**Dataset content:**
_ _ _ _ _ _ _

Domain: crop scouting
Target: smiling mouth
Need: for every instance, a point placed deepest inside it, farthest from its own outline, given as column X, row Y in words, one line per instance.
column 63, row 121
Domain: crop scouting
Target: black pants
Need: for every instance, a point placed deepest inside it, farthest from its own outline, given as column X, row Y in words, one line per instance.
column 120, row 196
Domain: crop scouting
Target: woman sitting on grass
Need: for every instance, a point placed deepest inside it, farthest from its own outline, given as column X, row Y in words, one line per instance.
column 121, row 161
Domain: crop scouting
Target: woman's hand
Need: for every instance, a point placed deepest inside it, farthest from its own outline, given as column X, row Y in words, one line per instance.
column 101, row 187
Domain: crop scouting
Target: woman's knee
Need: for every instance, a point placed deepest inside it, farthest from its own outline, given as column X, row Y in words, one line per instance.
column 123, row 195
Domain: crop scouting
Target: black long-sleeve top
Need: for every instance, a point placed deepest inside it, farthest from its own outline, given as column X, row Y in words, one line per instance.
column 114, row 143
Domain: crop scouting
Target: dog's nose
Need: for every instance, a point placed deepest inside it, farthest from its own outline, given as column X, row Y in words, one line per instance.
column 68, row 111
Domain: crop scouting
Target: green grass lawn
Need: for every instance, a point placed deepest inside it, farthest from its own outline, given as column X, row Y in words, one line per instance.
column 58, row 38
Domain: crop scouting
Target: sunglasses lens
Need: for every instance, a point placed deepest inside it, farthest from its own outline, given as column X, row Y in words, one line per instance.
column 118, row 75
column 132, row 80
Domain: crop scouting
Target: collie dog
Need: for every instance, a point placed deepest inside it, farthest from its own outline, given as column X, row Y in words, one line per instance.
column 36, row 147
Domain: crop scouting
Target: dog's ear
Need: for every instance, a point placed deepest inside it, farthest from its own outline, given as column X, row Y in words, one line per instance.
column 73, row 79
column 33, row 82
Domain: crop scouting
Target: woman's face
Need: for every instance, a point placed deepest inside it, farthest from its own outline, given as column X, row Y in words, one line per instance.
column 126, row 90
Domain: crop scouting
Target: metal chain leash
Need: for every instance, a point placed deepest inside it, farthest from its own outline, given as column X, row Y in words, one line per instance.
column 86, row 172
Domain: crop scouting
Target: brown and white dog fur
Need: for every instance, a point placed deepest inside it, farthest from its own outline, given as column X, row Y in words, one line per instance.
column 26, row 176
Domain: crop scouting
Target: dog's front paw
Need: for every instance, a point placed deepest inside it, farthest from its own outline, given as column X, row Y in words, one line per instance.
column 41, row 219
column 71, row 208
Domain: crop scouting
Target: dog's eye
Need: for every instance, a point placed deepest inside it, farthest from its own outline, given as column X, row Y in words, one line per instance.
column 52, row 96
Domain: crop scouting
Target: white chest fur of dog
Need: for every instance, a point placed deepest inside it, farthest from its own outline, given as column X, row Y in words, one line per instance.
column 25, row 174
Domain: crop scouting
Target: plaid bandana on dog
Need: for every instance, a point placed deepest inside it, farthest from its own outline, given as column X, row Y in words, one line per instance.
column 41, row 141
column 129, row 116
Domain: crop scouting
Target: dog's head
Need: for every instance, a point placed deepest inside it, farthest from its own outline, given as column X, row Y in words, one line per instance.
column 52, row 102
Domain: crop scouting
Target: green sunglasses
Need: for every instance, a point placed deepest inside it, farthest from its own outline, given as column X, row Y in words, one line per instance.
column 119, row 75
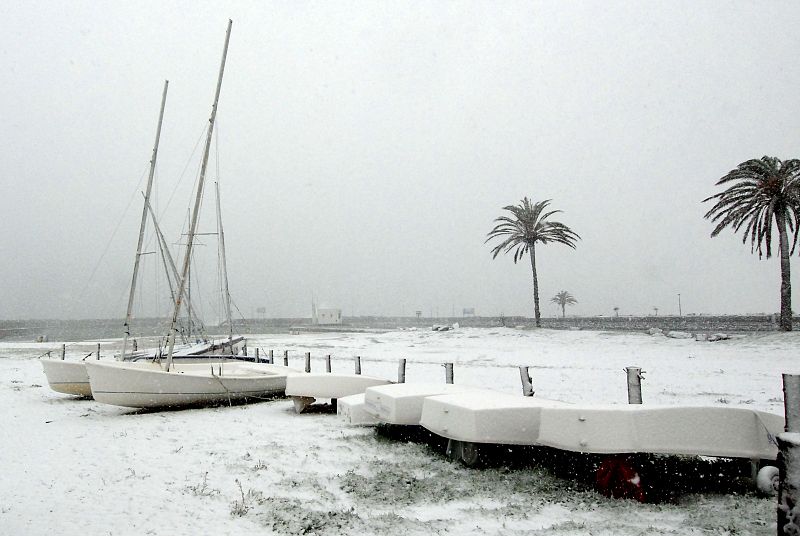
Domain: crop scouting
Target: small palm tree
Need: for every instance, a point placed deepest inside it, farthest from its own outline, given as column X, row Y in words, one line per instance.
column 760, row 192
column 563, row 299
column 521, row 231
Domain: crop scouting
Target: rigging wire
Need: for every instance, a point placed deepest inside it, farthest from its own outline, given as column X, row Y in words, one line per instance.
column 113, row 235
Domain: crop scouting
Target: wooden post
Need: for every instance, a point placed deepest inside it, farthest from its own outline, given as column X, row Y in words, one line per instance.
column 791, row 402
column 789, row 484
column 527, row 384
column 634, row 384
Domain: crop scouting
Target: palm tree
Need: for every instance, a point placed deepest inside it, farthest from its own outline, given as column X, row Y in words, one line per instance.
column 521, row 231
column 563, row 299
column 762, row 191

_ _ _ _ _ _ _

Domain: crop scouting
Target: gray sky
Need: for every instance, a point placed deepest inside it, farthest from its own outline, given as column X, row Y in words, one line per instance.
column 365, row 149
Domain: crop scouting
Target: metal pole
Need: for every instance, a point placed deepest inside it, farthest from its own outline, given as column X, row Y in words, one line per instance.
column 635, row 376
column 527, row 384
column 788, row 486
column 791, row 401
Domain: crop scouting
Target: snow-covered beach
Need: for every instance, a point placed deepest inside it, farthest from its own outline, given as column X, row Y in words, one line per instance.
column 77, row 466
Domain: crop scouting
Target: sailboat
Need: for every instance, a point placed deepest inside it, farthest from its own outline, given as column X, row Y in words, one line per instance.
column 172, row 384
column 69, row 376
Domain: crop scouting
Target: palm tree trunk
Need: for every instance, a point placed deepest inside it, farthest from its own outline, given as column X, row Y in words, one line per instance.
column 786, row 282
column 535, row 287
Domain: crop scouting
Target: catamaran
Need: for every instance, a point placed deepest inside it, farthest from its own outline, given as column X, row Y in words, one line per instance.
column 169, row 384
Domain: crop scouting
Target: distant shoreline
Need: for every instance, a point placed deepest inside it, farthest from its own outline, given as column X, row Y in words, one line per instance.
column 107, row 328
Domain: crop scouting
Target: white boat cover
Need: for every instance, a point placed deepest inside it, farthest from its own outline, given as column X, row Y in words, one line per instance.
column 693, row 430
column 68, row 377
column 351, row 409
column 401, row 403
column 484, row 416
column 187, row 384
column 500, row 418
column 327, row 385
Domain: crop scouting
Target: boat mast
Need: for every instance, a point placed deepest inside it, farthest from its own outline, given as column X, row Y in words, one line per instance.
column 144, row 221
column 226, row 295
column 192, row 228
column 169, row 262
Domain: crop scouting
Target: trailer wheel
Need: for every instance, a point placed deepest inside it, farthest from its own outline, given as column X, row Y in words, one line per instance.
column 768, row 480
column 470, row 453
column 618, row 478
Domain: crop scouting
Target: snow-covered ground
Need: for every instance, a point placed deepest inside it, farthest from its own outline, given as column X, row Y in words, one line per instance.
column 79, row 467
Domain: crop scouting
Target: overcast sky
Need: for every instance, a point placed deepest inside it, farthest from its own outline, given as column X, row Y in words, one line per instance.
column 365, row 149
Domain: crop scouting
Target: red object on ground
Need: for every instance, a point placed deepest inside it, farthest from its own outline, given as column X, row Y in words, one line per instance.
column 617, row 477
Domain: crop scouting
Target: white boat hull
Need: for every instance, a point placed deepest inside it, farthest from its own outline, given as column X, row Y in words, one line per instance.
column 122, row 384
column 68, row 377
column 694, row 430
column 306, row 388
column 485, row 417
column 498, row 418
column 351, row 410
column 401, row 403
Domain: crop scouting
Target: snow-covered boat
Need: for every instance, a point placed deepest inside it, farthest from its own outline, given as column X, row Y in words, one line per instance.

_ _ _ _ _ _ _

**What the exercise asks:** Please find every line in the items above that contains the word "metal", and copy each of those lines. Case counts.

**Solution below:**
Target: metal chain leash
Target: metal pole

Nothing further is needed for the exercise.